Shogun Ieyasu was a canny chap. When he became Shogun in 1603 he forced all the great lords to spend every second year with him in Edo, or Tokyo as it is now. This meant that they spent huge amounts of time and money travelling with their vast retinues along the road between Kyoto and Edo, and consequently had no time or money to be plotting to overthrow the shogun and take his place.
It also means that this ancient route, called the Nakasendo Way, has a series of picturesque old post-towns which used to provide accommodation and food to these travellers. There are walking trails – often with the original shogun-initiated paving stones still in place –
– and we decided to walk between two of the prettiest towns in the Kiso Valley, not far from Nagoya.
After a stroll through the first town, Magome, which has lovely views and lots of cute houses –
– we started walking through the woods. And, as they say, If you go down to the woods today …
… you’d better ring that bell hard.
And just in case that wasn’t clear enough –
– there are added visuals to reinforce the message.
There’s a bell every few hundred metres, so we rang them all very hard and I kept a firm grip on the emergency whistle attached to my backpack. But fortunately no heroics were needed and we had a bear-free day.
Halfway along the route there’s an old house where quaintly-dressed retainers serve tea –
And there’s a traditional irori fire pit, which makes for an authentic, if smoky, experience –
But we soon realised that we weren’t the first Brits to have had tea there –
When we finally arrived in Tsumago, I was thrilled to find that there was a dressing-up opportunity – a small hall with a stage and several traditional outfits just begging to be worn and paraded for a photo opportunity.
The dilemma … how to choose between a kimono and a samurai outfit?
The solution … fusion fashion –
Another problem … four people and three outfits.

* Rows

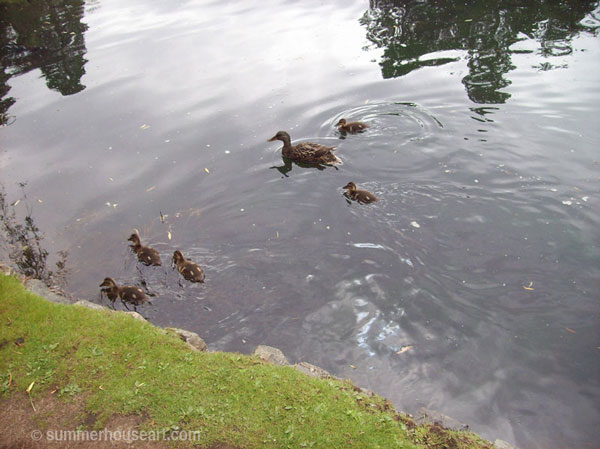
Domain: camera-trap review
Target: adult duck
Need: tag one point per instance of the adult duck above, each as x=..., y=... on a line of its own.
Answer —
x=344, y=126
x=362, y=196
x=190, y=271
x=306, y=152
x=145, y=254
x=127, y=293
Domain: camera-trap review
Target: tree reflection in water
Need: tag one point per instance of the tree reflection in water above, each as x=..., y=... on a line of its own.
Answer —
x=45, y=35
x=412, y=32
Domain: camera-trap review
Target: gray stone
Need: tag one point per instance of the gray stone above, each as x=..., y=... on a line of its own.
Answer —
x=191, y=338
x=312, y=370
x=426, y=416
x=501, y=444
x=270, y=354
x=39, y=288
x=89, y=305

* What you will do
Carry the Nakasendo Way walking account on from its last line, "Another problem … four people and three outfits."

* Answer to the exercise
The solution … improvisation –
I don’t think anyone would be able to tell that one of these outfits is not traditionally Japanese.
Now that the summer is officially here, the famous Nagoya speciality – eel – is on the menu. So we went to a recommended eel restaurant to try it and the first thing you see are the eels cooking over hot coals –
– with a large vat of special sauce bubbling away beside them.
I love the way that the ordered and orderly Japanese have rules on how to eat pretty much every dish available – no freestyling here, thank you very much.
It’s not the first time I’ve been given a detailed handout on how to eat something –
So when my eel arrived –
complete with all the necessary components for every stage of the eating process – I obediently divided it into quarters as instructed.
And I have to report that the plain eel, grilled, sauced and served with rice was my absolute favourite.
And what of the eel chips? Well, they’re actually made from the discarded backbone, which is fried until crunchy –
The general consensus was that they tasted a bit like pork scratchings, only not porky.
But I couldn’t help thinking that they looked rather like a plateful of centipedes –
I’ll definitely be having eel again, but I may give the eel chips a miss next time.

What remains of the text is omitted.